## Input records
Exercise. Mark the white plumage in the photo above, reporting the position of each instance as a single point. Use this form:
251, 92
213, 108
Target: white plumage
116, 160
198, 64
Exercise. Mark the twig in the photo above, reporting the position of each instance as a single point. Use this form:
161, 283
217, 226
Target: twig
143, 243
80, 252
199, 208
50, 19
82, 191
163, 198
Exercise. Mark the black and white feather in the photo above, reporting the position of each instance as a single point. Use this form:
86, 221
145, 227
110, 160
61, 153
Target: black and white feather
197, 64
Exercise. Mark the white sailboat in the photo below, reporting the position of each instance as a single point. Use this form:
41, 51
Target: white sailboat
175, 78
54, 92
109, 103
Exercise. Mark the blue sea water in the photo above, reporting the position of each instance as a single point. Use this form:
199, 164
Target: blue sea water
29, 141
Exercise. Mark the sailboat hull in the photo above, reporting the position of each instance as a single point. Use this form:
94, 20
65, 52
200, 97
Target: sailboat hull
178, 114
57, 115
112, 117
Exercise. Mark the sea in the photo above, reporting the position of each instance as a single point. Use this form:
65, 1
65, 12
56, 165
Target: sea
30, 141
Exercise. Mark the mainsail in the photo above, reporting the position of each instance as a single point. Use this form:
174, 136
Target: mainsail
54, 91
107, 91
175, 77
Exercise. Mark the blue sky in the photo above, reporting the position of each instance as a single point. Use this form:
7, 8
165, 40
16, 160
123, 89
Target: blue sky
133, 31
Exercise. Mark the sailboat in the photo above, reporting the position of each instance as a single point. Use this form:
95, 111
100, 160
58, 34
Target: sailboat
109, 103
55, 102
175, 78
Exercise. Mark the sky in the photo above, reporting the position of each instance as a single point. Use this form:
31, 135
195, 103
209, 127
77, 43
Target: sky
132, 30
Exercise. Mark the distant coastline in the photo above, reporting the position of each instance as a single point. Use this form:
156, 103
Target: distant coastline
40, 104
==
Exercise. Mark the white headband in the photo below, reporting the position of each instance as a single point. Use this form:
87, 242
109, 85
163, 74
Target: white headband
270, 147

## What is required
Only lines containing the word "below" matter here: count them in the entries and give the number, nothing else.

## Answer space
2